◆ Task directions ◆
Line by line, return the listing exactly, without any of the images.

*-*-*

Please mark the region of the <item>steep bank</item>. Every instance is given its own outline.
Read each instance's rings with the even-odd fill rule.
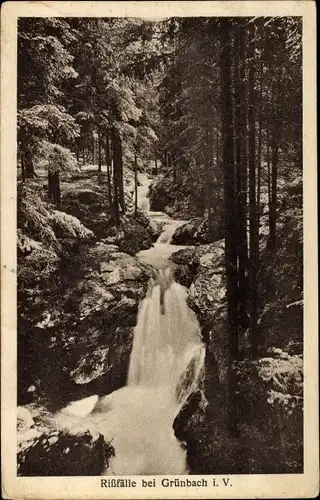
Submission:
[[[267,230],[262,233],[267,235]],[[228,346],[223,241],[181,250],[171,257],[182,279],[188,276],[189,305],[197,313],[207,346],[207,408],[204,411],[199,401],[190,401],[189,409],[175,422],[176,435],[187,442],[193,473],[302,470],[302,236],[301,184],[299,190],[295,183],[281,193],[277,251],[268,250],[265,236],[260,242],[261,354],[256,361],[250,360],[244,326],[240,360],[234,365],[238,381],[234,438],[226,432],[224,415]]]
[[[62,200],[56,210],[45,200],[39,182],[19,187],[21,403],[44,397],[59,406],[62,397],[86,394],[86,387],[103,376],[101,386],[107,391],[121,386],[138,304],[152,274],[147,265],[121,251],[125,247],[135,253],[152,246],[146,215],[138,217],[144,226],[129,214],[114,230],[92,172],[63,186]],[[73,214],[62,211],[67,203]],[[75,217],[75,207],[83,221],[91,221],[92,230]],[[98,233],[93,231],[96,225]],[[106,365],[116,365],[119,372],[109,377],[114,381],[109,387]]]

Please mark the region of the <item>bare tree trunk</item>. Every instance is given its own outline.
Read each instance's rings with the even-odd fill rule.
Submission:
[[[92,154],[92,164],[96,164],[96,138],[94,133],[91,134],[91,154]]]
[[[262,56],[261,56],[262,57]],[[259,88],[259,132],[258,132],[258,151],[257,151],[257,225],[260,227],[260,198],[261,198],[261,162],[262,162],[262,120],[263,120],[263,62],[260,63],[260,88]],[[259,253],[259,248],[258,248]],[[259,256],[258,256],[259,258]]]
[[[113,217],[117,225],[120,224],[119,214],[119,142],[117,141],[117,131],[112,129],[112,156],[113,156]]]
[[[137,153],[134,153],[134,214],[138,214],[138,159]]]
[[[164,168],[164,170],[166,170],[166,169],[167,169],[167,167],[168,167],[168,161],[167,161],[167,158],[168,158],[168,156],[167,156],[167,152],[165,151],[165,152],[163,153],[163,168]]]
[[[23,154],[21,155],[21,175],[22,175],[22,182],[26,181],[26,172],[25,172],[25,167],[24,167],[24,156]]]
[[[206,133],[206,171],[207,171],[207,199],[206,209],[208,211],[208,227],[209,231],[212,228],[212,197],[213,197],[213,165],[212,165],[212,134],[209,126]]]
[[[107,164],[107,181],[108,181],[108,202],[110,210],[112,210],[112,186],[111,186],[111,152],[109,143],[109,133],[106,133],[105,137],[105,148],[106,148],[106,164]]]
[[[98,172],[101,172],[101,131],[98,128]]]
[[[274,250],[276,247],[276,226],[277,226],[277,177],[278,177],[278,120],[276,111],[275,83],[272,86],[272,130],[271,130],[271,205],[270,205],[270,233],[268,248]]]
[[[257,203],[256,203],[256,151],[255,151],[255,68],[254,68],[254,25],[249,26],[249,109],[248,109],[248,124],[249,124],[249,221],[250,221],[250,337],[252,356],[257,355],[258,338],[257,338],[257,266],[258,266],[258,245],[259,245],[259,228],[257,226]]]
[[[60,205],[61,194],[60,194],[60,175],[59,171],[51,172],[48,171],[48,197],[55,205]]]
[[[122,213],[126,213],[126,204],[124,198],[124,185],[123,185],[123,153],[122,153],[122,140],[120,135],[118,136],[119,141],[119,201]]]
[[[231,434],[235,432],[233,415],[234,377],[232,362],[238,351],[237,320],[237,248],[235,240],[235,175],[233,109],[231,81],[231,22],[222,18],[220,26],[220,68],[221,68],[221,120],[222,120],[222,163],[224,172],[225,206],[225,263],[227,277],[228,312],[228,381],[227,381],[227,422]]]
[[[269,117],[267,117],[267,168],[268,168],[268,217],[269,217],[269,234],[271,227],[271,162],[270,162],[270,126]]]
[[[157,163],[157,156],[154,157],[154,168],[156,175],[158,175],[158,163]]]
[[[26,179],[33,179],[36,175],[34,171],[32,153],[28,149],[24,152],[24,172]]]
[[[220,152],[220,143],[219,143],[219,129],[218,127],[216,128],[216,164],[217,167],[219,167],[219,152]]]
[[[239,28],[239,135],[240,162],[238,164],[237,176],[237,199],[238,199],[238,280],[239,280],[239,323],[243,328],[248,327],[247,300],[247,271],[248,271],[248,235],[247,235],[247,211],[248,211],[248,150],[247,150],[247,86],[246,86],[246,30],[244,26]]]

*-*-*

◆ Answer ◆
Please mark the region of the <item>steep bank</item>. Every instance is given its own outline.
Read each instance's rings with the even-odd fill rule.
Submission:
[[[267,230],[262,233],[267,235]],[[228,346],[223,241],[181,250],[171,257],[182,279],[188,276],[189,305],[197,313],[207,346],[207,408],[204,411],[199,401],[190,401],[189,409],[175,422],[176,435],[187,442],[193,473],[302,470],[302,236],[301,184],[299,190],[295,183],[281,193],[277,251],[268,250],[265,236],[260,242],[261,354],[256,361],[250,360],[244,326],[240,360],[234,365],[238,381],[234,438],[226,432],[224,415]]]
[[[62,200],[56,210],[45,200],[39,182],[19,187],[21,403],[44,397],[59,406],[62,397],[86,394],[86,387],[103,376],[101,386],[107,391],[121,386],[138,304],[152,274],[147,265],[121,251],[125,247],[135,253],[152,246],[146,215],[138,217],[144,226],[129,214],[114,230],[92,172],[63,186]],[[73,214],[62,211],[67,203]],[[75,217],[75,207],[83,221],[91,221],[92,230]],[[98,233],[93,231],[96,225]],[[106,365],[116,365],[119,372],[109,377],[114,381],[109,387]]]

Please mark the region of the <item>bare tree trunk</item>. Every instance is given its own outline.
Read each instance's rings with the even-odd fill rule.
Submission:
[[[92,154],[92,164],[96,164],[96,138],[94,133],[91,134],[91,154]]]
[[[262,56],[261,56],[262,57]],[[259,88],[259,132],[258,132],[258,151],[257,151],[257,225],[260,227],[260,198],[261,198],[261,162],[262,162],[262,120],[263,120],[263,62],[260,63],[260,88]],[[259,253],[259,248],[258,248]],[[259,256],[258,256],[259,258]]]
[[[113,217],[117,225],[120,224],[119,214],[119,142],[117,141],[117,131],[112,129],[112,156],[113,156]]]
[[[137,153],[134,153],[134,214],[138,214],[138,159]]]
[[[164,168],[164,170],[166,170],[166,169],[167,169],[167,167],[168,167],[168,161],[167,161],[167,158],[168,158],[168,156],[167,156],[167,152],[165,151],[165,152],[163,153],[163,168]]]
[[[23,154],[21,155],[21,175],[22,175],[22,182],[26,181],[26,172],[25,172],[25,167],[24,167],[24,156]]]
[[[206,133],[206,171],[207,171],[207,199],[206,209],[208,211],[208,227],[209,231],[212,228],[212,197],[213,197],[213,165],[212,165],[212,134],[209,126]]]
[[[107,164],[107,181],[108,181],[108,202],[110,210],[112,210],[112,186],[111,186],[111,152],[109,143],[109,133],[106,133],[105,137],[105,148],[106,148],[106,164]]]
[[[98,172],[101,172],[101,131],[98,128]]]
[[[274,250],[276,247],[276,226],[277,226],[277,177],[278,177],[278,120],[276,111],[275,83],[272,86],[272,130],[271,130],[271,205],[270,205],[270,233],[268,248]]]
[[[257,203],[256,203],[256,151],[255,151],[255,68],[254,68],[254,25],[249,26],[249,109],[248,109],[248,124],[249,124],[249,221],[250,221],[250,337],[252,356],[257,355],[258,338],[257,338],[257,266],[258,266],[258,245],[259,245],[259,228],[257,226]]]
[[[60,205],[61,194],[60,194],[60,175],[59,171],[51,172],[48,171],[48,197],[55,205]]]
[[[122,213],[126,213],[126,204],[124,198],[124,185],[123,185],[123,153],[122,153],[122,140],[120,135],[118,136],[119,141],[119,201]]]
[[[231,434],[235,432],[233,415],[234,377],[232,362],[238,351],[237,320],[237,248],[235,240],[235,175],[233,109],[231,81],[231,22],[222,18],[220,26],[220,68],[221,68],[221,120],[222,120],[222,163],[224,172],[225,206],[225,263],[227,277],[228,312],[228,381],[227,381],[227,422]]]
[[[269,117],[267,117],[267,168],[268,168],[268,217],[269,217],[269,234],[271,227],[271,162],[270,162],[270,126]]]
[[[157,163],[157,156],[154,157],[154,168],[156,175],[158,175],[158,163]]]
[[[26,179],[33,179],[36,175],[34,171],[32,153],[28,149],[24,152],[24,172]]]
[[[220,152],[220,143],[219,143],[219,129],[218,127],[216,128],[216,164],[217,167],[219,167],[219,152]]]
[[[239,28],[239,135],[240,162],[238,164],[237,176],[237,199],[238,199],[238,280],[239,280],[239,323],[243,328],[248,327],[247,300],[247,271],[248,271],[248,235],[247,235],[247,211],[248,211],[248,150],[247,150],[247,86],[246,86],[246,30],[244,26]]]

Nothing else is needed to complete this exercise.